WHAT THE TASK REQUIRES
Change "Put down" to "Mark" wherever it appears in the listing below, and write the listing out again with nothing else altered. Omit the pictures from your answer.

Records from a data source
**********

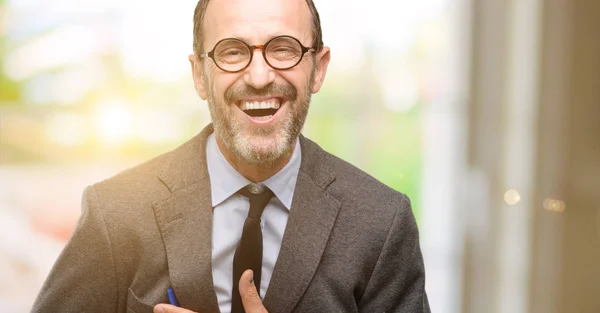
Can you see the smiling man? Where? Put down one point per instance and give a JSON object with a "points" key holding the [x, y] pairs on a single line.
{"points": [[248, 193]]}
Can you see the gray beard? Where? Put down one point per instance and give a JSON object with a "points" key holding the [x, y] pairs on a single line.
{"points": [[238, 140]]}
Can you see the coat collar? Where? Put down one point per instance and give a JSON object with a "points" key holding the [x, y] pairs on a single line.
{"points": [[185, 221]]}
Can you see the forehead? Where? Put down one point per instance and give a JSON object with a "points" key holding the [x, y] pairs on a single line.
{"points": [[256, 21]]}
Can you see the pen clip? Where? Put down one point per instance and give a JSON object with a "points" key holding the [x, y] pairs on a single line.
{"points": [[172, 298]]}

**********

ANSWER TO THIS EXERCISE
Can you see the smiling man? Where? Mark one point per instance and give a JSON object with a "points" key holding the [x, y] pairs on a single line.
{"points": [[248, 193]]}
Can you see the gray beard? Where? Mark one point per instance and give a JSON object with a "points" key holding the [x, y] pairs on a single line.
{"points": [[238, 140]]}
Can you see the coat collar? Where? Mark one point per instance and give a JSON object with a "points" key holding the [x, y] pairs on a single line.
{"points": [[185, 221]]}
Can you see the forehead? Where? Mark one point per instance and give a JSON object with a "points" key holding the [x, y] pairs on a single line.
{"points": [[256, 21]]}
Can you see the pen clip? Where? Mark one point per instance and give a JSON object with a "points" key holding the [x, y] pairs on a single line.
{"points": [[172, 298]]}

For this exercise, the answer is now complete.